• **RECORDS FOR THIS TASK**
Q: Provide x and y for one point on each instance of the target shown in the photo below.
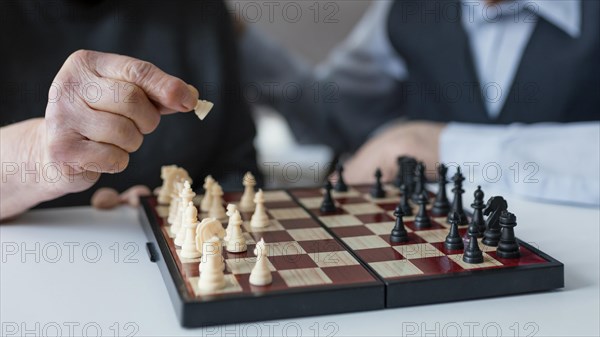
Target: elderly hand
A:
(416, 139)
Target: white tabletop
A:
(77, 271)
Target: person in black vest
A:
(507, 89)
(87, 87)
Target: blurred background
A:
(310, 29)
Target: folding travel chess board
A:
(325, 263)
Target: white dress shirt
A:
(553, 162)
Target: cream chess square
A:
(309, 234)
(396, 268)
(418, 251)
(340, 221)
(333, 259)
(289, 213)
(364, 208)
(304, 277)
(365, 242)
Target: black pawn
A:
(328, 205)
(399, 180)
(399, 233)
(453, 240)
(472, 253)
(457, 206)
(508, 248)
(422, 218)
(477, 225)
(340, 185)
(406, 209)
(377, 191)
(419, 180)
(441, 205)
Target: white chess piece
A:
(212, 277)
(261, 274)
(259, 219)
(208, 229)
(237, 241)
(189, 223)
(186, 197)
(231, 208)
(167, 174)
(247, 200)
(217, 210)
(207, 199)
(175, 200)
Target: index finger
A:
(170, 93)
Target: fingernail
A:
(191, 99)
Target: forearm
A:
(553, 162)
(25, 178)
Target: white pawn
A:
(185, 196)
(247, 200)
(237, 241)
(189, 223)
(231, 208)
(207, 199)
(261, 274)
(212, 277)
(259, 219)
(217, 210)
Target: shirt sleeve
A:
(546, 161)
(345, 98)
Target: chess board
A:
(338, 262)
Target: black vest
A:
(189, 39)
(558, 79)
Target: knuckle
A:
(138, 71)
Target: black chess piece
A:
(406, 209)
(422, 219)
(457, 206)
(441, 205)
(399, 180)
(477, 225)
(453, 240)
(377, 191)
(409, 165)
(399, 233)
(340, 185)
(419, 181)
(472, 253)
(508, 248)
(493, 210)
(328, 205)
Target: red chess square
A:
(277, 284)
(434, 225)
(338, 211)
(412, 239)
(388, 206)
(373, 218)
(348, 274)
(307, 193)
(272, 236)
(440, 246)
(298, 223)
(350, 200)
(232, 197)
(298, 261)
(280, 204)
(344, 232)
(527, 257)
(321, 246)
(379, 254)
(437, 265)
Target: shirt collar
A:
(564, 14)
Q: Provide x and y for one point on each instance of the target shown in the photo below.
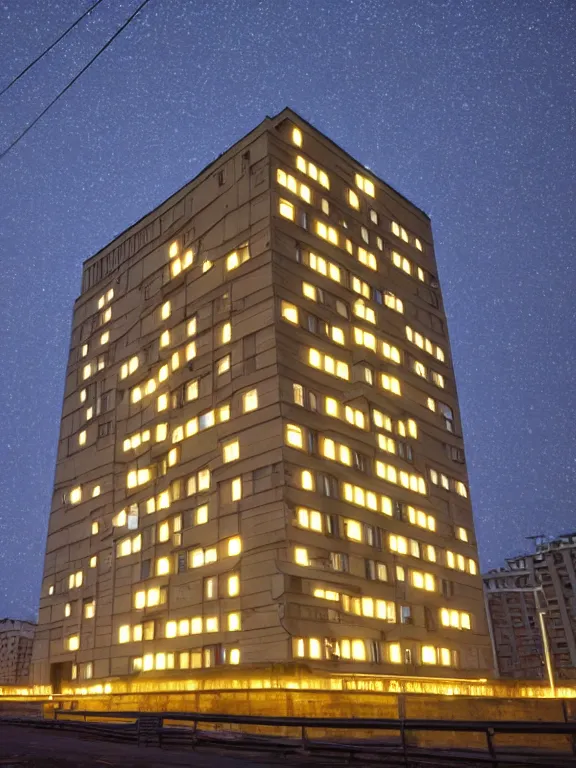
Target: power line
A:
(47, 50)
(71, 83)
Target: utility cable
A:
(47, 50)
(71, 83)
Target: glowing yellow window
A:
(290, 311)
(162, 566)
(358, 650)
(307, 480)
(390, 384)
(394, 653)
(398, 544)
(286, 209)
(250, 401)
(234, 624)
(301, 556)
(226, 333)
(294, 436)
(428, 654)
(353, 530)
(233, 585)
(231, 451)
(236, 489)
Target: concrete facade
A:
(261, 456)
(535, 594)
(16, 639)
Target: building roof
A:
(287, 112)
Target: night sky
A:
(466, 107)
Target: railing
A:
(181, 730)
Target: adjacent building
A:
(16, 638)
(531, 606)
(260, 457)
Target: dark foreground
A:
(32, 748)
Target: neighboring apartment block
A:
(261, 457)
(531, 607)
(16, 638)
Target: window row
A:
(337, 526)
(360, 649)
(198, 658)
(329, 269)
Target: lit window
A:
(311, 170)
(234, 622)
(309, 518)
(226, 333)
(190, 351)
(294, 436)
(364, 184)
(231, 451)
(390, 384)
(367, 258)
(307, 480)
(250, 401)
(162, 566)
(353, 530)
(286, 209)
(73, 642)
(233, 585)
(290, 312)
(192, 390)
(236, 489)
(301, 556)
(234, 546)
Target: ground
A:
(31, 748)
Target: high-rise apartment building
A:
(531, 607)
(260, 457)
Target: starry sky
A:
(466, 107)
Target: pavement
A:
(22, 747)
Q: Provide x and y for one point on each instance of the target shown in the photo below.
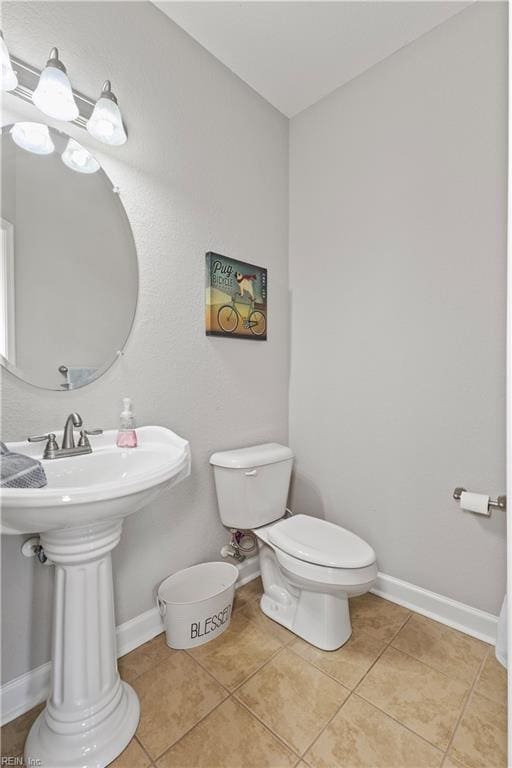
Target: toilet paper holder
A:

• **YOUR OBJECTIVE**
Write out, word for word, the lines from the first line of the entries through the one containing "Target: forearm", both included. Leave out the pictures.

• **THE COMPLETED TASK**
Q: Provide x and y for one point on each instance of the target shown in the photo below.
Target: elderly hand
A:
(416, 139)
Target: white tabletop
A:
(77, 271)
Target: person in black vest
A:
(507, 89)
(87, 87)
Target: blurred background
A:
(310, 29)
Target: folding travel chess board
A:
(325, 263)
Target: white dress shirt
A:
(553, 162)
Target: cream chess square
A:
(309, 234)
(396, 268)
(418, 251)
(340, 221)
(333, 259)
(289, 213)
(364, 208)
(304, 277)
(365, 242)
Target: black pawn
A:
(328, 205)
(399, 180)
(399, 233)
(453, 240)
(472, 253)
(457, 206)
(508, 248)
(422, 218)
(477, 225)
(340, 185)
(406, 209)
(377, 191)
(419, 180)
(441, 205)
Target: white chess piece
A:
(212, 277)
(261, 274)
(259, 219)
(208, 229)
(237, 241)
(189, 223)
(186, 197)
(231, 208)
(167, 174)
(247, 200)
(217, 210)
(207, 199)
(175, 200)
Target: index finger
A:
(170, 93)
Target: fingernail
A:
(191, 99)
Target: forearm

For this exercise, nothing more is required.